**Task:** An exact transcription of the entries is required, with no images included.

**Natural language region descriptions:**
-- -- --

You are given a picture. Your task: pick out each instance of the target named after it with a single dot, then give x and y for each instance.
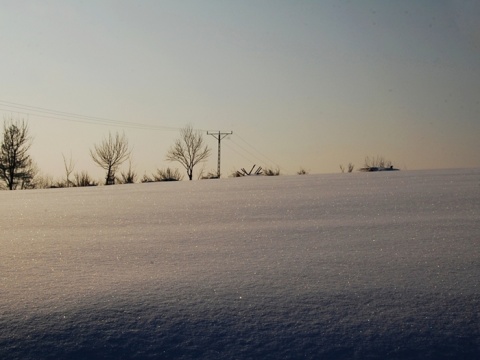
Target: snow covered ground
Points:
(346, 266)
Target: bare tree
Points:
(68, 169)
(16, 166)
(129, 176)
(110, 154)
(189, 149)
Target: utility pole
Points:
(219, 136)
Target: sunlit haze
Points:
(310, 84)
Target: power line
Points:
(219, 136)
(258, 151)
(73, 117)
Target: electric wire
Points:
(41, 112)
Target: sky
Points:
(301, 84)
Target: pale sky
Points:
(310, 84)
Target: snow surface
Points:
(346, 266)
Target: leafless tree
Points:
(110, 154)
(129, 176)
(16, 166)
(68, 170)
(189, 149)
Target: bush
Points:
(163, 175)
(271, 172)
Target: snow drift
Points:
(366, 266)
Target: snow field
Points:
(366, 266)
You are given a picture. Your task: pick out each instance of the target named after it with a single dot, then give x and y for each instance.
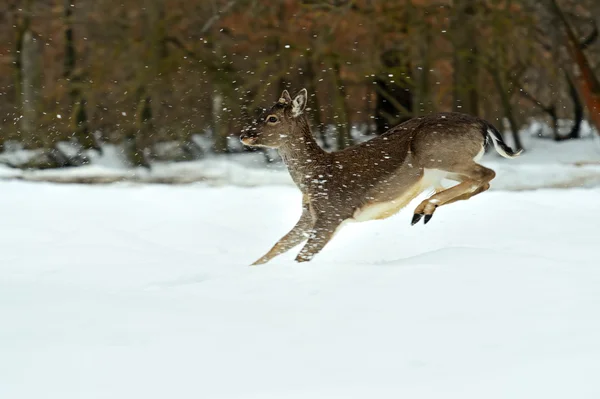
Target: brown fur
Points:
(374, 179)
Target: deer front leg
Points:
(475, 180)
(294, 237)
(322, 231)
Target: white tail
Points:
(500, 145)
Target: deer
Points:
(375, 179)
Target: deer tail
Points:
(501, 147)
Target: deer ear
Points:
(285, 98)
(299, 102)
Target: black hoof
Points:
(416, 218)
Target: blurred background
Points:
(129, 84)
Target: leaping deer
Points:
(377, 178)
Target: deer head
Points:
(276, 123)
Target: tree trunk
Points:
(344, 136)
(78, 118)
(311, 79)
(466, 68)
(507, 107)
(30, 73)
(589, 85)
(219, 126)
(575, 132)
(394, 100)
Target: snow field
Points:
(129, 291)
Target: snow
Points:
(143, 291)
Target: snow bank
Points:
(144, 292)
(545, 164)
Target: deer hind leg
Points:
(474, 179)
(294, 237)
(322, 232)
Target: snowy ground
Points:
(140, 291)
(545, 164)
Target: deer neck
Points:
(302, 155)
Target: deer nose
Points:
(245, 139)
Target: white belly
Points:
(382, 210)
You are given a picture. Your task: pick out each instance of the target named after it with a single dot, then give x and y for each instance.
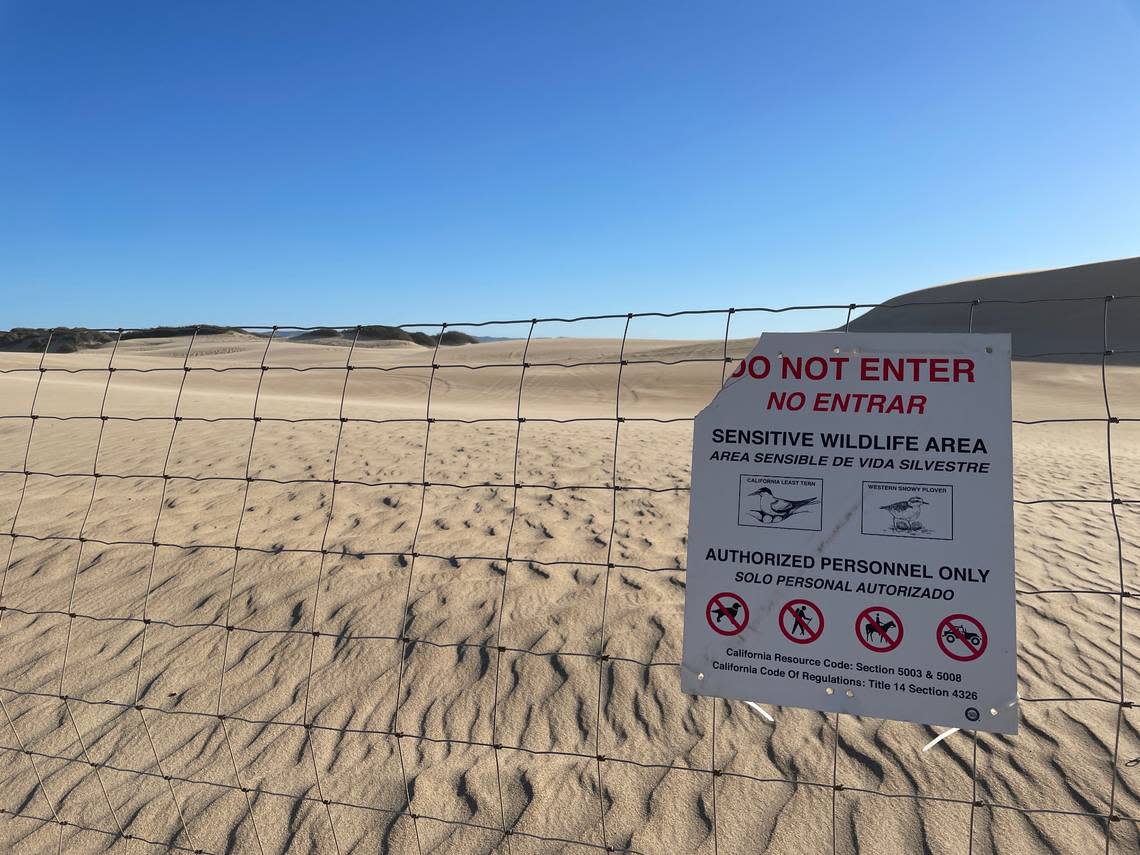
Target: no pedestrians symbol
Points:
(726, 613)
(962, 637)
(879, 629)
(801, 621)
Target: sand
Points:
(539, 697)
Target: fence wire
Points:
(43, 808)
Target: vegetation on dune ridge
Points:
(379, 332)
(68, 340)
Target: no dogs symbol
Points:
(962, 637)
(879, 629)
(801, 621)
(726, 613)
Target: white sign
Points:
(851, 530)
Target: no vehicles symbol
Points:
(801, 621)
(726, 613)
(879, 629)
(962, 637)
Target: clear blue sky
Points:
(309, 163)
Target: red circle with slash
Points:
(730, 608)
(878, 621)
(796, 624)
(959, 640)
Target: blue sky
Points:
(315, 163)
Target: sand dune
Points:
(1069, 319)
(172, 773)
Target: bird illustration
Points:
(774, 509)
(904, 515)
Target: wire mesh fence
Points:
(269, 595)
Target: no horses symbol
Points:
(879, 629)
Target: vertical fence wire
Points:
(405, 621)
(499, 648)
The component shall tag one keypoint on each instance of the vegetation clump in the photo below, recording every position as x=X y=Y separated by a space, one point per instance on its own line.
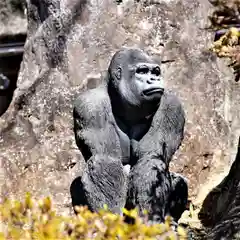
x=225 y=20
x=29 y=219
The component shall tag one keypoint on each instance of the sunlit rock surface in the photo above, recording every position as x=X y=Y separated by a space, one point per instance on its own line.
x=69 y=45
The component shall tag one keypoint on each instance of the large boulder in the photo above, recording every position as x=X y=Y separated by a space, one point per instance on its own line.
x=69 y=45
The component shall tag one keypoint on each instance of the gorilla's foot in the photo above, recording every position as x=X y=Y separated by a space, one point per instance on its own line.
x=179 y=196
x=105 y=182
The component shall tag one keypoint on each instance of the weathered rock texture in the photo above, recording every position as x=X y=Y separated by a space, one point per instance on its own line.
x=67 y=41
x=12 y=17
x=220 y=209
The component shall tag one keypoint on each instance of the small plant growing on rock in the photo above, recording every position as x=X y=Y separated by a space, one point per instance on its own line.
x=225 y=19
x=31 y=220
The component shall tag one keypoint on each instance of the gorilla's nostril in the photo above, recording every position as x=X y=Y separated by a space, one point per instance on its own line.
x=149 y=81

-- -- --

**Reply to the task:**
You are given a picture. Your task: pick out each instance of the target named after it with a single dot, then give x and y for each instance.
Target: snow covered ground
Points:
(346, 266)
Target: bare tree
Points:
(68, 169)
(16, 166)
(129, 176)
(110, 154)
(189, 149)
Target: utility pole
Points:
(219, 136)
Target: sunlit haze
Points:
(310, 84)
Target: power line
Points:
(219, 136)
(258, 151)
(73, 117)
Target: electric wire
Points:
(41, 112)
Target: sky
Points:
(301, 84)
Target: pale sky
Points:
(310, 84)
Target: snow surface
Points:
(346, 266)
Target: leafless tree
Points:
(110, 154)
(129, 176)
(16, 166)
(68, 170)
(189, 149)
Target: bush
Points:
(163, 175)
(271, 172)
Target: snow drift
Points:
(366, 266)
Target: snow field
Points:
(366, 266)
You are given a picture. Your task: pick out each instance of the target named after it with a single dot, then give x and y for each instance.
Target: brown fur
Points:
(374, 179)
Target: deer front leg
Points:
(475, 180)
(294, 237)
(322, 231)
Target: white tail
Points:
(500, 145)
Target: deer
Points:
(375, 179)
Target: deer tail
Points:
(501, 147)
Target: deer ear
Points:
(285, 98)
(299, 102)
Target: black hoof
Points:
(416, 218)
Target: blurred background
Points:
(129, 84)
Target: leaping deer
Points:
(377, 178)
Target: deer head
Points:
(276, 123)
Target: tree trunk
Points:
(344, 136)
(78, 118)
(311, 79)
(466, 68)
(507, 107)
(30, 73)
(589, 85)
(219, 126)
(575, 132)
(394, 100)
Target: snow field
Points:
(129, 291)
Target: snow
Points:
(143, 291)
Target: snow bank
Points:
(144, 292)
(545, 164)
Target: deer hind leg
Points:
(474, 179)
(294, 237)
(322, 232)
Target: snowy ground
Points:
(140, 291)
(545, 164)
Target: deer neck
Points:
(302, 155)
Target: deer nose
Points:
(245, 139)
Target: white belly
Points:
(382, 210)
You are given a picture. Your task: pick out each instance of the target named after it with a single dot, then give x and y for each instance.
Target: no pedestrians symbol
Points:
(726, 613)
(962, 637)
(879, 629)
(801, 621)
Target: sand
Points:
(539, 697)
Target: fence wire
Points:
(43, 808)
Target: vegetation on dune ridge
Points:
(379, 332)
(68, 340)
Target: no dogs symbol
Points:
(962, 637)
(879, 629)
(801, 621)
(726, 613)
Target: white sign
Points:
(851, 530)
Target: no vehicles symbol
Points:
(801, 621)
(726, 613)
(879, 629)
(962, 637)
Target: clear blue sky
Points:
(309, 163)
Target: red circle with slash
Points:
(730, 608)
(878, 621)
(796, 624)
(959, 640)
Target: blue sky
Points:
(315, 163)
Target: sand dune
Points:
(1069, 319)
(172, 773)
Target: bird illustration
Points:
(774, 509)
(904, 515)
Target: wire mesh fence
Points:
(269, 595)
Target: no horses symbol
Points:
(879, 629)
Target: vertical fence wire
Points:
(405, 621)
(499, 648)
The component shall tag one keypoint on each instance of the vegetation clump in the photo below, recording every position as x=X y=Y separated by a space, one point per instance on its own line.
x=225 y=20
x=29 y=219
The component shall tag one keypoint on each instance of the sunlit rock surface in the photo above, recording every position as x=X y=Y separated by a space, one point per instance on its own line.
x=69 y=45
The component shall tag one keypoint on each instance of the large boulder in the photo above, recording every position as x=X y=Y separated by a space, one point per instance on its own line.
x=69 y=45
The component shall tag one keypoint on each instance of the gorilla's foot in the photo above, recording every position as x=X y=Y separated by a space, one point per instance on its own line.
x=179 y=196
x=105 y=182
The component shall tag one keypoint on each instance of the weathered rock texture in the photo above, recording every position as x=X y=Y separated by a space, one point per instance on its own line.
x=67 y=41
x=12 y=17
x=220 y=209
The component shall tag one keypoint on each instance of the small plant growing on rock in the photo above, recording every position as x=X y=Y separated by a space, one point per instance on its own line.
x=225 y=19
x=31 y=220
The component shall tag one keypoint on each instance of the gorilla's nostril in the photo above, recording every position as x=X y=Y separated by a space, one point per instance on its own line.
x=149 y=81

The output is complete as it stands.